### SOURCE:
________

What Is Depreciation: Definition, Types, and Calculation
Fixed assets like buildings, vehicles, rental properties, commercial properties, and production equipment all decline over time. Depreciation is an accounting method used to calculate the decrease in value of a fixed asset while it’s used in a company’s revenue-generating operations.
After an asset is purchased, a company determines its useful life and salvage value (if any). Then, the asset cost is depreciated over time based on its useful life.
Understanding depreciation is important for getting the most out of your assets at tax time. You can claim depreciation to reduce your total taxable income, saving you money on your taxes.
Measuring depreciation is important as it allocates the cost of an asset over the periods that the company benefited from its use (matching revenues and expenses). We’ll explore different ways to calculate steady and accelerated depreciation so you can measure depreciation on different types of assets. We’ll also take a look at how depreciation relates to taxation and accounting, what assets you can claim for depreciation, and common causes of asset depreciation.
Key Takeaways
- Depreciation is the decline in book value of an asset over its usable life.
- You can claim depreciation as a tax deduction to reduce your total taxable income.
- You can only claim depreciation on assets that you own and use exclusively for business purposes.
- There are different methods to calculate steady depreciation and accelerated depreciation.
- The most common cause of depreciation is wear and tear.
Table of Contents
- What Is Depreciation?
- Depreciation and Taxation
- Depreciation Practices in Accounting
- Which Assets Can You Depreciate?
- What Is a Depreciation Schedule?
- How To Calculate Depreciation?
- What Are the Causes of Depreciation?
- Conclusion
- Frequently Asked Questions
What Is Depreciation?
Depreciation is the decline in the book value of a fixed asset over time. When you have a fixed asset like a vehicle, building, or piece of equipment, these things will naturally suffer some wear and tear over time. Depreciation measures the economic effect of this wear and tear and allows you to allocate that change in value over the asset’s usable life.
Depreciation continues over the useful life of the asset. In some cases, an asset may decline in value at a steady rate, while others may decline more rapidly in years where they see heavier use.
Depreciation and Taxation
Understanding depreciation is important for calculating its impact on your taxes. When the value of a fixed asset declines, you can claim that depreciation as a tax deduction for your business. This helps reduce your total taxable income.
There are several rules for the tax purposes when claiming depreciation as a deduction: 1
- The asset must be property that you own
- The asset must be used for your business to produce income
- You need to be able to determine the useful life of the asset
- The asset’s useful life must be longer than 1 year
You can start calculating depreciation when the fixed asset is placed in service, meaning it is ready for use in your business, even if you haven’t started using it yet. For example, if you buy a machine for your company, you can begin calculating depreciation when it arrives on site the same year, even if you don’t use it until the next year.

________

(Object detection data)
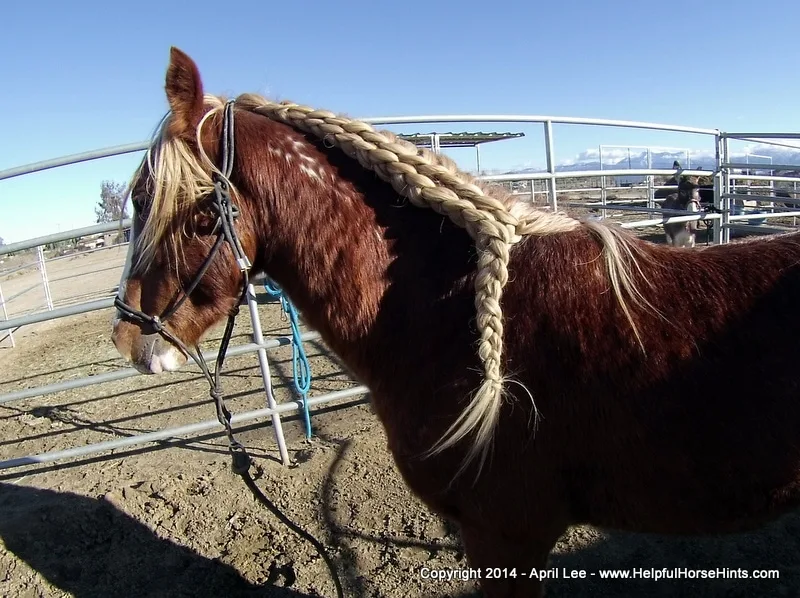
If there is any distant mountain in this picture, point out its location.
[498,144,800,174]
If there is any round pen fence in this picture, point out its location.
[0,115,800,469]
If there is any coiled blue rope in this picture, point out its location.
[264,278,311,439]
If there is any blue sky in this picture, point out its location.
[0,0,800,242]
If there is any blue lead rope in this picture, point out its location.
[264,278,311,439]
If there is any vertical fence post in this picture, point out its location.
[711,133,722,245]
[720,133,731,243]
[544,120,558,212]
[36,245,53,311]
[247,283,289,465]
[0,286,17,349]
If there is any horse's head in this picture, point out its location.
[112,48,256,373]
[678,175,700,212]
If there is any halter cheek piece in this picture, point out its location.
[114,100,251,473]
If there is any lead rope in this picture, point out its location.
[208,101,344,598]
[264,279,312,440]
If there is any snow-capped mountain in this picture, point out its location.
[504,142,800,174]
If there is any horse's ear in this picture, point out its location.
[164,46,203,138]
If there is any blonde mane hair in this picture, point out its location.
[135,94,652,482]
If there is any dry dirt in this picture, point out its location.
[0,204,800,598]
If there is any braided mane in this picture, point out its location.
[136,93,646,473]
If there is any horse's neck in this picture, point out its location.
[250,139,474,390]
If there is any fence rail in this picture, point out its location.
[0,114,800,469]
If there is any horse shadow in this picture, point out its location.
[0,483,316,598]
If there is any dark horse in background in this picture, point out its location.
[661,176,701,247]
[112,49,800,598]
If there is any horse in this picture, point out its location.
[661,176,700,247]
[111,48,800,598]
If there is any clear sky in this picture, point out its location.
[0,0,800,242]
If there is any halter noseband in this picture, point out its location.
[114,100,251,472]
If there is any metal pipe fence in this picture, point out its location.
[0,115,800,469]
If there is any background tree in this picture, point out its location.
[94,181,128,223]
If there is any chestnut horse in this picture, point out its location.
[112,49,800,597]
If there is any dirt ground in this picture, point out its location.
[0,199,800,598]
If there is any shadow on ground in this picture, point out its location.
[0,484,316,598]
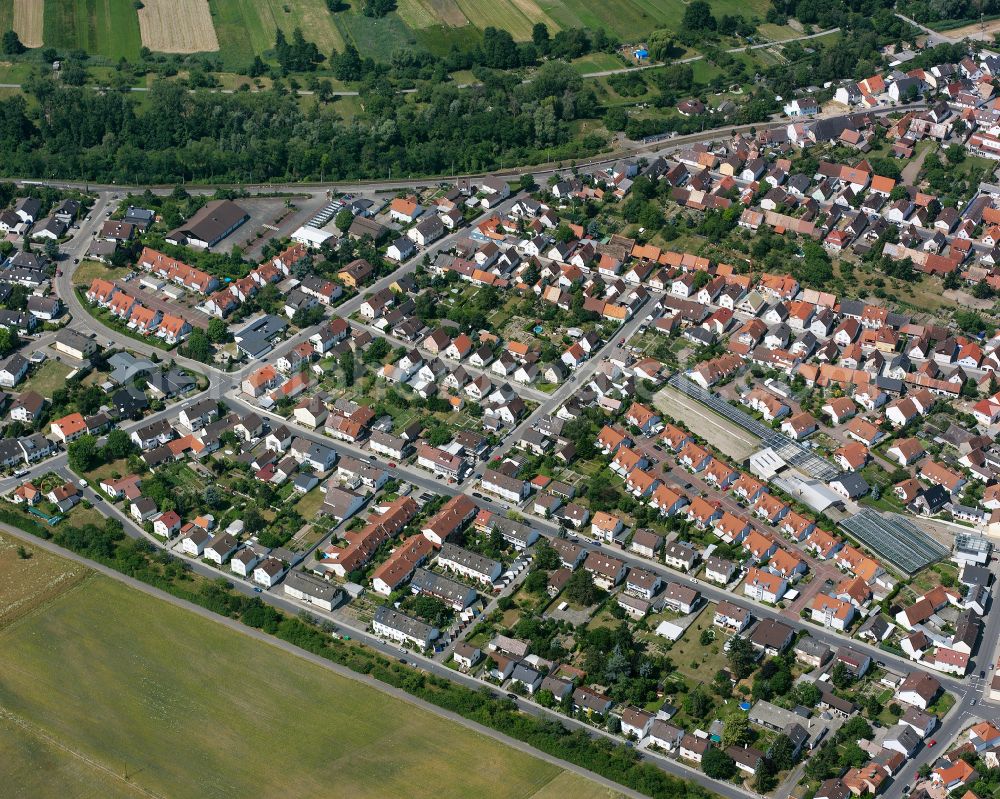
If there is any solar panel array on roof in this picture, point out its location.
[840,509,948,575]
[668,374,840,483]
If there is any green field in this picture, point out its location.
[209,0,344,63]
[0,577,607,799]
[44,0,141,60]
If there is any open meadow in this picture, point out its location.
[207,0,344,63]
[138,0,219,53]
[0,568,614,799]
[43,0,141,60]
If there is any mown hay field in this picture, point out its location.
[0,576,607,799]
[138,0,219,53]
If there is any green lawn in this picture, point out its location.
[295,486,326,522]
[21,358,73,397]
[0,577,603,799]
[570,53,625,75]
[209,0,344,66]
[44,0,141,61]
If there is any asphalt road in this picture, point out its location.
[0,524,648,799]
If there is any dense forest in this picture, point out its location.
[0,0,920,184]
[0,62,603,183]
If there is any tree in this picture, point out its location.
[205,319,229,344]
[102,428,136,461]
[830,660,853,688]
[361,0,396,19]
[67,435,101,474]
[535,688,556,707]
[838,716,875,741]
[753,757,777,795]
[684,686,712,719]
[532,538,562,571]
[333,207,354,233]
[722,712,754,746]
[681,0,718,32]
[768,733,795,771]
[795,682,823,707]
[727,635,757,680]
[524,569,549,594]
[701,746,736,780]
[563,569,602,607]
[0,31,27,55]
[182,327,212,363]
[337,350,355,386]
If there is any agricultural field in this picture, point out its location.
[539,0,768,42]
[0,535,89,628]
[22,358,73,397]
[17,0,780,69]
[529,771,624,799]
[42,0,141,61]
[0,576,614,799]
[138,0,219,53]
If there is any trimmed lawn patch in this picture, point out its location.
[0,535,89,627]
[21,358,73,397]
[44,0,141,61]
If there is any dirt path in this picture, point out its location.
[653,388,761,463]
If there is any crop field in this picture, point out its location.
[539,0,768,42]
[530,771,625,799]
[208,0,345,64]
[138,0,219,53]
[12,0,45,47]
[43,0,141,60]
[0,535,89,628]
[0,576,613,799]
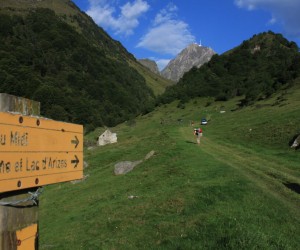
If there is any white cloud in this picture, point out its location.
[86,0,150,36]
[137,4,195,56]
[235,0,300,37]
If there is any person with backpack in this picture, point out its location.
[194,128,202,144]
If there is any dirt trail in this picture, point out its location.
[180,128,300,215]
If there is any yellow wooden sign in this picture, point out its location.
[0,113,83,192]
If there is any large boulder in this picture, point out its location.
[291,135,300,149]
[114,160,142,175]
[97,129,118,146]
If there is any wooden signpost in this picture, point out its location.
[0,113,83,192]
[0,93,83,250]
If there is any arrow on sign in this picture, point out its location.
[71,155,79,168]
[71,135,79,148]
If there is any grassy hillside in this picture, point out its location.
[39,85,300,249]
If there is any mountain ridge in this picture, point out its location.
[161,43,216,82]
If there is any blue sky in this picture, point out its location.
[72,0,300,69]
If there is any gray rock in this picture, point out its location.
[138,59,160,75]
[291,135,300,149]
[145,150,155,160]
[114,160,143,175]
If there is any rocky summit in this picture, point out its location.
[161,43,216,82]
[138,59,160,75]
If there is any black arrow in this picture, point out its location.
[71,135,79,148]
[71,155,79,168]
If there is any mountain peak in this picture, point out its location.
[161,43,216,82]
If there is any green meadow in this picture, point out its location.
[39,84,300,250]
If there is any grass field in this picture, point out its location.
[39,83,300,249]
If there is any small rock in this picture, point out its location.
[145,150,155,160]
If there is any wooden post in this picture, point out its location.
[0,93,40,250]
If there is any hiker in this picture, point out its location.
[194,128,202,144]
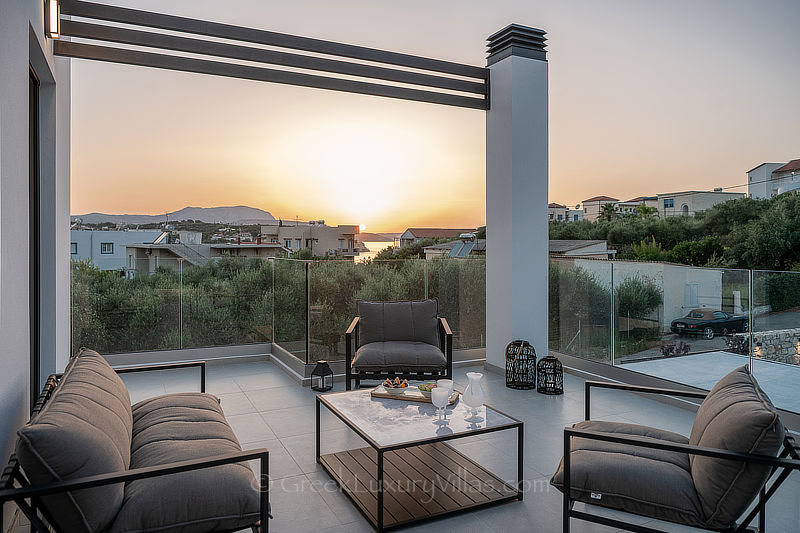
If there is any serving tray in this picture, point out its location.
[370,385,460,405]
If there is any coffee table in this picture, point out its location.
[316,389,523,531]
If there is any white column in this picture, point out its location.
[486,24,548,369]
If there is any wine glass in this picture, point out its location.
[431,387,450,419]
[436,379,453,394]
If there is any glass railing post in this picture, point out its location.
[423,259,428,300]
[610,262,617,366]
[747,270,754,372]
[178,258,183,349]
[269,257,275,344]
[305,261,311,364]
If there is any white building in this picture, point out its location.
[658,189,745,218]
[398,228,475,248]
[581,196,619,222]
[747,163,783,199]
[747,159,800,198]
[547,202,569,222]
[69,229,161,270]
[772,159,800,198]
[574,259,733,331]
[261,220,368,258]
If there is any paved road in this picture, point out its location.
[619,311,800,361]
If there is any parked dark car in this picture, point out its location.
[669,309,748,339]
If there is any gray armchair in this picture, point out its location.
[0,349,269,533]
[551,367,800,533]
[345,299,453,390]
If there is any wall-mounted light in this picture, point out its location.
[45,0,61,39]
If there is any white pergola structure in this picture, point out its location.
[0,0,548,436]
[54,0,548,368]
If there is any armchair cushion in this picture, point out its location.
[357,299,439,348]
[352,341,447,372]
[550,420,702,526]
[689,367,784,529]
[109,393,259,533]
[16,349,133,533]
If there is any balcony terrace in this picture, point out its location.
[53,357,800,533]
[0,4,800,533]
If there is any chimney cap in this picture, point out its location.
[486,24,547,65]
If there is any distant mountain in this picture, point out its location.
[71,205,275,224]
[358,231,400,242]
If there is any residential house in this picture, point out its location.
[423,239,617,259]
[574,258,733,332]
[69,229,161,270]
[130,241,290,277]
[658,188,745,218]
[547,202,569,222]
[581,196,619,222]
[747,159,800,199]
[261,220,368,259]
[398,228,475,248]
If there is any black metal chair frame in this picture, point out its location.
[0,361,272,533]
[562,381,800,533]
[344,316,453,390]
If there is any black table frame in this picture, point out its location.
[316,391,525,532]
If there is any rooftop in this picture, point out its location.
[772,159,800,172]
[405,228,475,239]
[584,196,619,202]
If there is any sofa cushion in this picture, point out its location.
[352,341,447,372]
[16,349,133,533]
[357,299,439,347]
[109,393,260,533]
[550,420,701,526]
[689,367,784,529]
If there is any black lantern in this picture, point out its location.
[311,361,333,392]
[506,340,536,390]
[536,355,564,394]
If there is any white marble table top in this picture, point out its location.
[319,389,519,447]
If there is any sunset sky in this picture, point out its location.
[72,0,800,231]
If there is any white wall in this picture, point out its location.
[747,163,783,198]
[0,0,69,527]
[658,191,745,218]
[486,55,548,368]
[69,230,164,270]
[575,259,722,331]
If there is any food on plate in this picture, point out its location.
[382,378,408,389]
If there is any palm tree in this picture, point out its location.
[599,204,617,222]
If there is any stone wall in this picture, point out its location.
[733,328,800,364]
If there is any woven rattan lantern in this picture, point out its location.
[506,340,536,390]
[536,355,564,394]
[311,361,333,392]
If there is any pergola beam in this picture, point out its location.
[61,20,486,96]
[54,41,486,110]
[62,0,487,80]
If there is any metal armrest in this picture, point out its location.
[113,361,206,392]
[439,316,453,337]
[563,428,800,533]
[564,428,800,470]
[0,448,269,503]
[583,381,708,420]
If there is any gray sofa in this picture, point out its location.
[551,367,800,532]
[0,349,269,533]
[345,299,453,390]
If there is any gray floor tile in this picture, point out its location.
[226,413,277,445]
[217,392,256,416]
[120,360,800,533]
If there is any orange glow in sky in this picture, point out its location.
[71,0,800,231]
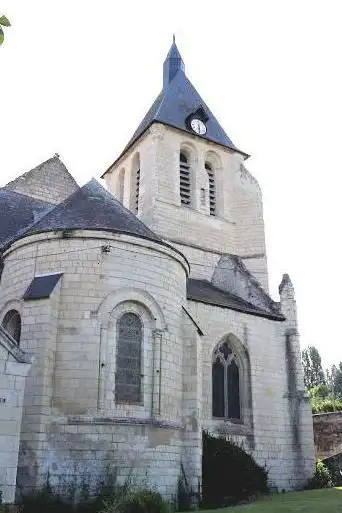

________

### TASK INSTRUCTIONS:
1/ Duplicate everything in the depreciation article from "Understanding depreciation is important for getting" down to "of asset depreciation.".
2/ According to the depreciation article, what is the most common cause of depreciation?
3/ Supply the next part of the depreciation article, picking up after its final sentence.

### RESPONSE LIST:
1/
Understanding depreciation is important for getting the most out of your assets at tax time. You can claim depreciation to reduce your total taxable income, saving you money on your taxes.
Measuring depreciation is important as it allocates the cost of an asset over the periods that the company benefited from its use (matching revenues and expenses). We’ll explore different ways to calculate steady and accelerated depreciation so you can measure depreciation on different types of assets. We’ll also take a look at how depreciation relates to taxation and accounting, what assets you can claim for depreciation, and common causes of asset depreciation.

2/ Wear and tear.

3/
Depreciation ends when the asset reaches the end of its usable life or when you sell it.
Depreciation Practices in Accounting
In accounting, depreciation is recorded as an expense that gradually reduces the book value of an asset. Since an asset benefits your business over an extended period, this expense is recorded over time to allocate the asset’s cost over the periods it benefited the company.
Depreciation isn’t an asset or a liability itself—it’s a method used to measure the change in the carrying value of a fixed asset. It’s recorded as a contra-asset under the assets section of your balance sheet. You’ll usually record annual depreciation so you can measure how much to claim in a given year, as well as accumulated depreciation so you can measure the total change in value of the asset to date.
Which Assets Can You Depreciate?
In general, for an asset to qualify as a depreciable property it must be something you own in its entirety and use exclusively for your business or income. The following assets can be depreciated:
Property
If you own a building that you use to make income, you can claim the depreciation on this property. This includes rental properties as well as commercial buildings. If you work from home, you may also be able to claim depreciation on the part of your home that you use exclusively for business, such as a home office.
Note that you cannot claim depreciation on land, as it is not considered to wear out.
Vehicles and Equipment
If you use a vehicle or piece of equipment exclusively for business, you can claim depreciation on that asset. However, if you drive a car for work and for personal use, you can only claim depreciation on the business portion of your tax return (for example 60% of the cost).
Intangible Assets
Some purchased intangible property can be amortized, including:
- Patents and copyrights
- Readily available and non-exclusive computer software
Internally developed intangible assets are expensed as incurred (R&D costs).
What Is a Depreciation Schedule?
A depreciation schedule is a schedule that measures the decline in the value of a fixed asset over its usable life. This helps you track where you are in the depreciation process and how much of the asset’s value remains.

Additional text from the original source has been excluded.